RECORDS FOR THIS EXERCISE —
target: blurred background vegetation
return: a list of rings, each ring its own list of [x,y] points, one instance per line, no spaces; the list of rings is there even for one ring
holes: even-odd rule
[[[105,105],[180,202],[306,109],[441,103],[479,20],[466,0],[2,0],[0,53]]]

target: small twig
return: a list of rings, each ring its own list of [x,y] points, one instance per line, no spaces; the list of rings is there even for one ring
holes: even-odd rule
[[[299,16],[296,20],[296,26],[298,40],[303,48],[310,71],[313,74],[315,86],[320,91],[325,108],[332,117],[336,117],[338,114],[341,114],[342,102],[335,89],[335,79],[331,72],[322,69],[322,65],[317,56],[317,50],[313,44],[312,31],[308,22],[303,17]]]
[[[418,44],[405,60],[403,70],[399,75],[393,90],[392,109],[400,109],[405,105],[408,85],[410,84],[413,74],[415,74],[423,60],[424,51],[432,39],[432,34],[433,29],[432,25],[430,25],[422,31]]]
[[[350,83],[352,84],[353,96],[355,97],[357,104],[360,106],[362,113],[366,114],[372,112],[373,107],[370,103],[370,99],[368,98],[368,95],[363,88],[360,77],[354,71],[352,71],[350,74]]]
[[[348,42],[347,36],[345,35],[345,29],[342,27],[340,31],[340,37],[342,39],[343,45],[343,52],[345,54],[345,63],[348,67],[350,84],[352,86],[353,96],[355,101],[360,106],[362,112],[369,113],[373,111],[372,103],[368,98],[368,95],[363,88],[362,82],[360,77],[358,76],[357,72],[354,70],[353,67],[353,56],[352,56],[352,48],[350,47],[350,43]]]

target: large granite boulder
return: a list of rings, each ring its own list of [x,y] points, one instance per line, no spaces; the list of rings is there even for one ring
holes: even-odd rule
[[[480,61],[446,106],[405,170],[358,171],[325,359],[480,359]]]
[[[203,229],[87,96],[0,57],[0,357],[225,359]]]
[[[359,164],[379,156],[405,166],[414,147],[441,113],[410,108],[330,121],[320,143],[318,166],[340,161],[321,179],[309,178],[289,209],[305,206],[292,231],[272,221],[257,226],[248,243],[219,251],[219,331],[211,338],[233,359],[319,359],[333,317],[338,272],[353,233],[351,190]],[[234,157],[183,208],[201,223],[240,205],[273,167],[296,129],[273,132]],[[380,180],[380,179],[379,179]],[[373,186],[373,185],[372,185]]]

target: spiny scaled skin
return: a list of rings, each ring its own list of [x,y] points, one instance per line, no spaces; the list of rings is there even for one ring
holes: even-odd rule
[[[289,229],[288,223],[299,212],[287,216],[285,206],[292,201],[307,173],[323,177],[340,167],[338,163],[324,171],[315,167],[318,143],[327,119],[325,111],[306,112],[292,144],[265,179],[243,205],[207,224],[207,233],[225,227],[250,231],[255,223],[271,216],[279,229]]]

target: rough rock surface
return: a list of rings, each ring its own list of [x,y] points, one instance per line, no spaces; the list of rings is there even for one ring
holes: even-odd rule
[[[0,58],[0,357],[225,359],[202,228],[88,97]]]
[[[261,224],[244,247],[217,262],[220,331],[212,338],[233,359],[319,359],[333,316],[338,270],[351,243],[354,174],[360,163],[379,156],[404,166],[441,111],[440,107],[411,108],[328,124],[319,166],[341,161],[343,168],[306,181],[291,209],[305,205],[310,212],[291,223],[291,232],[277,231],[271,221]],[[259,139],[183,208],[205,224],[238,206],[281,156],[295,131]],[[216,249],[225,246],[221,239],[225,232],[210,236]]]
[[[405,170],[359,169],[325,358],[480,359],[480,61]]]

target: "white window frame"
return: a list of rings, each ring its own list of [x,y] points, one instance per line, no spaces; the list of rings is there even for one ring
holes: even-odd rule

YOUR OBJECTIVE —
Quote every entry exactly.

RESPONSE —
target: blurred background vegetation
return: a list of rings, each ring its own list of [x,y] points, one instance per line, no spaces; the list of rings is there even for one ring
holes: even-odd rule
[[[105,105],[180,202],[306,109],[441,103],[479,20],[466,0],[2,0],[0,53]]]

target: small twig
return: a list of rings, each ring its own list of [x,y] points, one instance per line, no spaces; the list of rings is there even for one ring
holes: even-odd rule
[[[299,16],[296,20],[296,26],[298,40],[303,48],[310,71],[313,74],[315,86],[320,91],[325,108],[332,117],[336,117],[338,114],[341,114],[342,102],[335,89],[335,79],[331,72],[322,69],[322,65],[317,56],[317,50],[313,44],[312,31],[308,22],[303,17]]]
[[[418,44],[405,60],[403,70],[399,75],[393,90],[392,109],[400,109],[405,105],[408,85],[410,84],[413,74],[415,74],[423,60],[424,51],[432,39],[432,34],[433,29],[432,25],[430,25],[422,31]]]
[[[350,83],[352,84],[353,96],[355,97],[357,104],[360,106],[362,113],[366,114],[372,112],[373,107],[370,103],[370,99],[368,98],[368,95],[363,88],[360,77],[354,71],[352,71],[350,74]]]
[[[348,42],[347,36],[345,35],[345,29],[342,27],[340,31],[340,37],[342,39],[343,45],[343,52],[345,54],[345,63],[348,67],[350,84],[352,86],[353,96],[355,101],[360,106],[362,112],[369,113],[373,111],[372,103],[368,98],[368,95],[363,88],[362,82],[360,77],[358,76],[357,72],[354,70],[353,67],[353,56],[352,56],[352,48],[350,47],[350,43]]]

target: large granite boulder
return: a list of rings, each ring its own list of [x,y] points, one instance per line, no spaces; the list of rings is there even for one ring
holes: even-odd rule
[[[480,61],[446,106],[405,170],[358,171],[325,359],[480,359]]]
[[[203,229],[87,96],[0,57],[0,357],[225,359]]]
[[[359,164],[379,156],[405,166],[414,147],[441,113],[410,108],[330,121],[320,143],[318,166],[340,161],[321,179],[309,178],[289,209],[305,206],[292,231],[272,221],[257,226],[248,243],[219,251],[219,331],[211,338],[233,359],[319,359],[333,317],[338,272],[353,233],[351,190]],[[234,157],[183,208],[201,223],[240,205],[273,167],[296,129],[273,132]],[[380,180],[380,179],[379,179]],[[373,186],[373,185],[372,185]]]

target: spiny scaled skin
return: a list of rings, each ring its own list of [x,y] points, one instance per line, no spaces; the list of rings is there even for one ring
holes: even-odd rule
[[[289,229],[288,223],[299,212],[287,216],[285,206],[292,201],[307,173],[323,177],[340,167],[338,163],[324,171],[315,167],[318,143],[327,119],[325,111],[306,112],[292,144],[265,179],[243,205],[207,224],[207,233],[225,227],[250,231],[255,223],[271,216],[279,229]]]

target: rough rock surface
return: a list of rings, each ring its own list of [x,y] points, one instance per line, no spaces; the list of rings is there even for one ring
holes: even-odd rule
[[[0,58],[0,357],[225,359],[202,228],[88,97]]]
[[[261,224],[244,247],[217,262],[220,331],[212,338],[233,359],[319,359],[333,316],[338,270],[351,243],[354,174],[360,163],[379,156],[404,166],[441,111],[440,107],[411,108],[328,124],[319,166],[341,161],[343,168],[306,181],[291,209],[305,205],[310,212],[291,223],[291,232],[277,231],[271,221]],[[259,139],[183,208],[205,224],[238,206],[281,156],[295,131]],[[216,249],[225,246],[221,239],[225,232],[210,236]]]
[[[405,170],[359,169],[325,358],[480,359],[480,61]]]

target: "white window frame"
return: a list of rings, each ring its own list of [x,y] points, one instance per line, no spaces; the list of rings is there even for one ring
holes: even-odd rule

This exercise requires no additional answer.